### Exercise
From the line containing "Can you spot any teal" to the last line of the records below, retype every line exactly and output nothing else.
———
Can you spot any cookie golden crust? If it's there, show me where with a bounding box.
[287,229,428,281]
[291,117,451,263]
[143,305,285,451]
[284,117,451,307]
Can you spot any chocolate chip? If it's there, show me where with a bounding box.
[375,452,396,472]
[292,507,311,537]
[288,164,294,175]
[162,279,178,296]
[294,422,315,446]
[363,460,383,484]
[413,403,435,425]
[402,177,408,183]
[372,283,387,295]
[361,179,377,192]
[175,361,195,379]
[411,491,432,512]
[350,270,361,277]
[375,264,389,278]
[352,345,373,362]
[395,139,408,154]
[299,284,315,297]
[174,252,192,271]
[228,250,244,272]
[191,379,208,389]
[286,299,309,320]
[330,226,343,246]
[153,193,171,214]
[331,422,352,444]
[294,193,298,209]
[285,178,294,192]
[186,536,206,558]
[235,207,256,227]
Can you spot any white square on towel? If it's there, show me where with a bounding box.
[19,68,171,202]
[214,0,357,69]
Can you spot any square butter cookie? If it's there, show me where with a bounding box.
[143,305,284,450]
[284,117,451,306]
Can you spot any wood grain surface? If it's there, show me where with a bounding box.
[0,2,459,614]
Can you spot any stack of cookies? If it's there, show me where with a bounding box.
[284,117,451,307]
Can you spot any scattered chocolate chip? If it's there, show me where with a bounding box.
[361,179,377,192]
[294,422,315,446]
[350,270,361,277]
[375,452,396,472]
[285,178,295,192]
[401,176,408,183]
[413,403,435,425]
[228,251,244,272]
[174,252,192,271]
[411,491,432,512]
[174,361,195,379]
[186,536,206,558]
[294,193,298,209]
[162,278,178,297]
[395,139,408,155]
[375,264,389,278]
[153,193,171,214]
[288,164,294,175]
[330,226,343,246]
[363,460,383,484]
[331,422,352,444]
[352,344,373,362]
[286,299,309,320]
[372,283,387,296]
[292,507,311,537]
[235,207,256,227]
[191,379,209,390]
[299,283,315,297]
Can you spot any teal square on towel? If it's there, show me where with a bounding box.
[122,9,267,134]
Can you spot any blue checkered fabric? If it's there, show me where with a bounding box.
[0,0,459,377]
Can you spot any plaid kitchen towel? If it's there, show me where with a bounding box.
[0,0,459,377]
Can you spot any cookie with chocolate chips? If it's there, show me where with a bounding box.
———
### Written solution
Can you spot any teal square on towel? If it's there, show me where with a bounding box.
[122,9,267,134]
Can you spot any blue checkered fabric? If it's there, show me where with a bounding box.
[0,0,459,377]
Can you spot any plaid kitchen towel? If it's there, show me where with a bounding box.
[0,0,459,377]
Can you spot any cookie with chocolate chips? If it's there, show me where with a bounding box.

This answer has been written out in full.